YOUR OBJECTIVE — Return verbatim the lines of the entries from the one containing "Traffic-operations request: mark the white tent" through the last line of the entries, both ends included.
--- START RECORD LIST ---
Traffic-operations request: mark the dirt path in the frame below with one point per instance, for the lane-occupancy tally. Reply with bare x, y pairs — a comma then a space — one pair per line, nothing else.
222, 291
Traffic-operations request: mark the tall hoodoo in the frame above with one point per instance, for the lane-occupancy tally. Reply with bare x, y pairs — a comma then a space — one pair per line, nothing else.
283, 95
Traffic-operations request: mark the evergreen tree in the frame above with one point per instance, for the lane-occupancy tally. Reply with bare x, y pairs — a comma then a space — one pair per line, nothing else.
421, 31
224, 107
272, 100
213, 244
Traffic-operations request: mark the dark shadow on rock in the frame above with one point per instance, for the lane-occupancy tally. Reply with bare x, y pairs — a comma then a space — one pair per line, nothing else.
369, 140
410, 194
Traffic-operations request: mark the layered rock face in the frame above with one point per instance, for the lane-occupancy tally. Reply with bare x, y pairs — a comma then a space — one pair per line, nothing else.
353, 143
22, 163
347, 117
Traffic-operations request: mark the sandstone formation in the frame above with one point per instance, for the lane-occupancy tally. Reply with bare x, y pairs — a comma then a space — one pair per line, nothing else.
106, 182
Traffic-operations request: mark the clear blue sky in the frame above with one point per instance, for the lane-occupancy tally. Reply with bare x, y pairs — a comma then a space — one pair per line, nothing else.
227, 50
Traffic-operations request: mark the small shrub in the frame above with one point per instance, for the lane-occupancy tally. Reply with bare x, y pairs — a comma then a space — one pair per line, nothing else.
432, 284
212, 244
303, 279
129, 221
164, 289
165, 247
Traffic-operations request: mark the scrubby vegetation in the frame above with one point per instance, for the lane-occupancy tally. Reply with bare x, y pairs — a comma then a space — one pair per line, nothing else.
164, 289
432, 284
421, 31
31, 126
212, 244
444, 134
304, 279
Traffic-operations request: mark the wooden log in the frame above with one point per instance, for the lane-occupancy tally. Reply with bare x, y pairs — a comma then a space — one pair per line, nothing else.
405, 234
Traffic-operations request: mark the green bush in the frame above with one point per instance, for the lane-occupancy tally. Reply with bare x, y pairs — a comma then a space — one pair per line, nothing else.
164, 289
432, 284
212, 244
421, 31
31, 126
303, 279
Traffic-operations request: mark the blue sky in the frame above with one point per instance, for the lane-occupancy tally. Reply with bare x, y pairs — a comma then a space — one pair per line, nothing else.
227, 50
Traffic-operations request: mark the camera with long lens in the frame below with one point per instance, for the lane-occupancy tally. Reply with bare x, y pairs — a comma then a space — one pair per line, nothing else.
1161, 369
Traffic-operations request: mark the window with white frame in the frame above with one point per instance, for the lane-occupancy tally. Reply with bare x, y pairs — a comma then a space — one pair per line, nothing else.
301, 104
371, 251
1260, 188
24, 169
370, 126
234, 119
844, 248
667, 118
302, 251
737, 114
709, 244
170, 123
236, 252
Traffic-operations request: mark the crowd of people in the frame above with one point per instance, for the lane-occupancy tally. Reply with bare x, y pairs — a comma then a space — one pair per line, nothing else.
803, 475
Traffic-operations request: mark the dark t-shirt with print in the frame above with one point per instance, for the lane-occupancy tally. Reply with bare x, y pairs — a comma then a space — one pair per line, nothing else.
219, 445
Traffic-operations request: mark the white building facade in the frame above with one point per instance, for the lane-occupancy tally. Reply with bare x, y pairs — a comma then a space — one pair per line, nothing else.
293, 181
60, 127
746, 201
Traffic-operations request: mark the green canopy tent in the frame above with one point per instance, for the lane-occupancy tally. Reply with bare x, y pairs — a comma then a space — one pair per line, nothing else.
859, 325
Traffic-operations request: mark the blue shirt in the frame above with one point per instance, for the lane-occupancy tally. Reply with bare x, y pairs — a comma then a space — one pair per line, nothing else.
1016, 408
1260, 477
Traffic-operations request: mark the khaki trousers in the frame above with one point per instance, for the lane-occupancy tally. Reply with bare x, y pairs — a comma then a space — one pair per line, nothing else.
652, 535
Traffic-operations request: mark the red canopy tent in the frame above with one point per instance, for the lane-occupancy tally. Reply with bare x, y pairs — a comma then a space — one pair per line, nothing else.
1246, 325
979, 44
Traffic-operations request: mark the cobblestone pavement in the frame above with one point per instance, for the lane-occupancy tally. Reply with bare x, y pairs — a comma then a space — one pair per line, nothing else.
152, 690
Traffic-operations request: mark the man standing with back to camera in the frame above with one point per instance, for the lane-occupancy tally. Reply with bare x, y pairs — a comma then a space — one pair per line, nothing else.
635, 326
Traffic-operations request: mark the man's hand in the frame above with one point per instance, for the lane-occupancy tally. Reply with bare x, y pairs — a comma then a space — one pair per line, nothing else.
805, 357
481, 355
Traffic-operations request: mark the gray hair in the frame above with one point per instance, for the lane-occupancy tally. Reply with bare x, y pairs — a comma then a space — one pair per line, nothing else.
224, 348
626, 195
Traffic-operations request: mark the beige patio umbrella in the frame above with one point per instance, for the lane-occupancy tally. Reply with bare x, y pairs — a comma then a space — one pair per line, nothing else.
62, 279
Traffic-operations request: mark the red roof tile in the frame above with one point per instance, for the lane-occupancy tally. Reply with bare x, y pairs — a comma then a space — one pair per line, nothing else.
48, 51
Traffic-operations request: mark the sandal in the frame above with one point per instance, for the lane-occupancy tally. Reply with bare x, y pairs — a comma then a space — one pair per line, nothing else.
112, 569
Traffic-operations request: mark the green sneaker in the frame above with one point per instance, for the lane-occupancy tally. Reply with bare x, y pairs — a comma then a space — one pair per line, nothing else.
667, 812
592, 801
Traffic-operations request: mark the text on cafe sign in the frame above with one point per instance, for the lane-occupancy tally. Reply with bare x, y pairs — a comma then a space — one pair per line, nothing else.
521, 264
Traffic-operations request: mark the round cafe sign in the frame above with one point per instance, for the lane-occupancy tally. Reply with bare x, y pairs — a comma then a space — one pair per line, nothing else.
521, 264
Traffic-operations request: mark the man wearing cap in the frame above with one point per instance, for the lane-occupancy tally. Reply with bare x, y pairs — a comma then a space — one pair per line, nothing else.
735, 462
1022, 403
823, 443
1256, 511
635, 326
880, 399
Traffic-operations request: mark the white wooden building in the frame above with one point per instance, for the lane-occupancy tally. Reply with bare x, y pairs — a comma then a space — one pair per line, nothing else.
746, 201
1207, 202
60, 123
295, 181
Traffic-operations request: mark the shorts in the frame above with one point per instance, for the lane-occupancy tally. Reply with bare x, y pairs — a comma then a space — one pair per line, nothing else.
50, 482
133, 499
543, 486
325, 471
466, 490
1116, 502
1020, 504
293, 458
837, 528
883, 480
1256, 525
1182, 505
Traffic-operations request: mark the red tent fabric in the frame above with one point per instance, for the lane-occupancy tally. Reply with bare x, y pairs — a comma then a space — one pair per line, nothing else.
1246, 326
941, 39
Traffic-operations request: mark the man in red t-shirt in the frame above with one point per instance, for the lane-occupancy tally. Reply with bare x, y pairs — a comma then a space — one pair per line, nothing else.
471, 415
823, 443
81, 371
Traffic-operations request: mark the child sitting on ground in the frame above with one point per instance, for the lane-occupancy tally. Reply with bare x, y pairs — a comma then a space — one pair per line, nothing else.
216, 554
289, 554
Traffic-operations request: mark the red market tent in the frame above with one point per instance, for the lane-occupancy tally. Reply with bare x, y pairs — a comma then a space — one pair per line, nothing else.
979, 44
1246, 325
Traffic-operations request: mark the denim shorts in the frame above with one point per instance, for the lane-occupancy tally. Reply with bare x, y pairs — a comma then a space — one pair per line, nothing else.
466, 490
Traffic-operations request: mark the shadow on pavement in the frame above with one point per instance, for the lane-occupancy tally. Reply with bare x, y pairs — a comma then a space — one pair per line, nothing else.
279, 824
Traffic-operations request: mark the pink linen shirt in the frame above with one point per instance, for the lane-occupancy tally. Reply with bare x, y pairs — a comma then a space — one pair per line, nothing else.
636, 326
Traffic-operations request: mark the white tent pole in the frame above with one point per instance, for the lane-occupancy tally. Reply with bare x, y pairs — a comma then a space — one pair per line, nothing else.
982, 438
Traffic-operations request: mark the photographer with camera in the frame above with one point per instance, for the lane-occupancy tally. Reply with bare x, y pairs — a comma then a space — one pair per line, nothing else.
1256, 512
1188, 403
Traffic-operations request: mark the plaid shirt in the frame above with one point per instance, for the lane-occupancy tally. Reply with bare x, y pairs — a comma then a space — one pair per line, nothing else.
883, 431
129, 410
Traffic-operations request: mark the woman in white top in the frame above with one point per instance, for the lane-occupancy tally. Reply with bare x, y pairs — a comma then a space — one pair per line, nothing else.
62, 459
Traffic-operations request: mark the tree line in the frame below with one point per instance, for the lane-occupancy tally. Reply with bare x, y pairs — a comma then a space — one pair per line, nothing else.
--- END RECORD LIST ---
SOLUTION TO THE PROBLEM —
Traffic-operations request: mark the white tent pole in the frame above with one point per instance, for the lane-occupancy tally. Reply with bare x, y pairs — a comma then a space — one pair per line, nothing else.
982, 438
Traffic-operations request: mark the photographer with camera in the frame above with one point per instance, for the lane-occupancy tally. Reply with bare x, y pairs — a comma then a space — one pair per line, nothing else.
1256, 512
1188, 403
Traffic-operations request: mark the plaid shirt in the frame above with one point per instance, for the lane-occupancy tally. Reply with bare x, y pairs — a comma then a space — one pair per line, nothing else.
883, 431
129, 410
Traffic-operations request: mark the woman in white top in the frame above with one point per instance, for the lane-occupancy tally. Reply with bare x, y pairs — a comma then a space — one pair per line, nothing else.
62, 459
Traffic-operations request: mark the tree line in the frame below with one point per instance, for the lane-occupancy tally. Reply with bare x, y pairs — a comma then a space — one pair per line, nothing else.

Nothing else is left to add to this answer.